**GIVEN TASK:** Pull out every line below that contains the word "silhouetted" and copy each one unchanged, keeping their original order.

--- START RECORDS SUPPLIED ---

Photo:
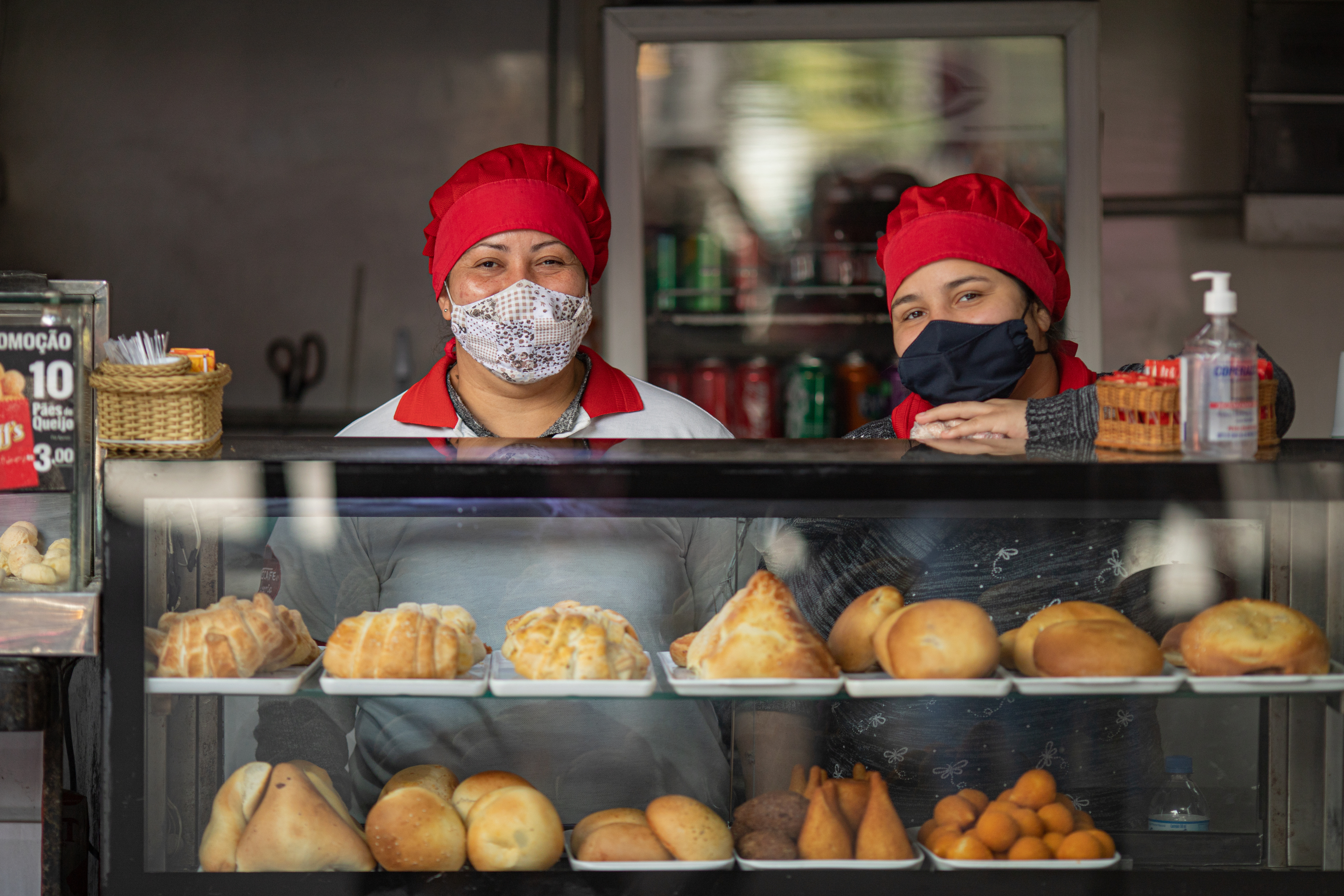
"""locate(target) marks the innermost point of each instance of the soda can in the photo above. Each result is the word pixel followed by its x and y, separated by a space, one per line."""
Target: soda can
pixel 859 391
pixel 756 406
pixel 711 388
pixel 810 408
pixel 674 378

--- END RECORDS SUPPLIED ---
--- START RECORDS SUPPLIED ---

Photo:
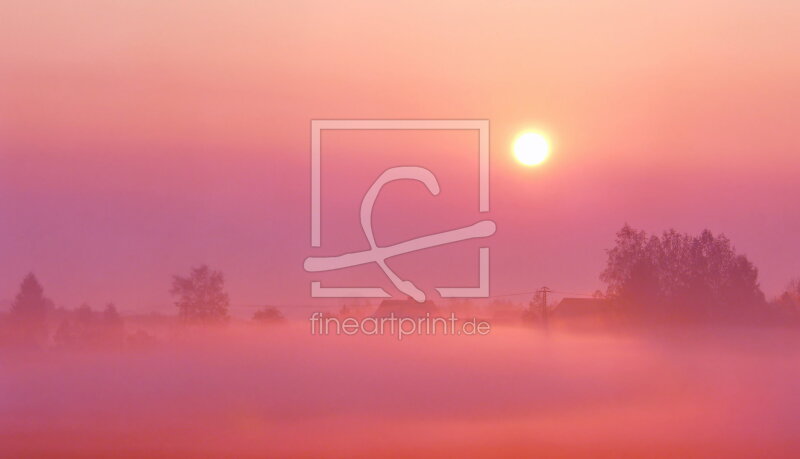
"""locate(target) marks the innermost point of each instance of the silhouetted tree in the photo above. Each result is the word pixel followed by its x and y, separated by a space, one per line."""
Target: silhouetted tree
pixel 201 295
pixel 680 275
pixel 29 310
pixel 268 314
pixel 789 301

--- END RECORDS SUPPLIED ---

**TASK RESPONSE:**
"""locate(target) marks the innermost point of each instance of the silhouetted tree in the photo above. Each result is the word pixel followed by its x and y, separated by a space, one per line."""
Target: silhouetted tree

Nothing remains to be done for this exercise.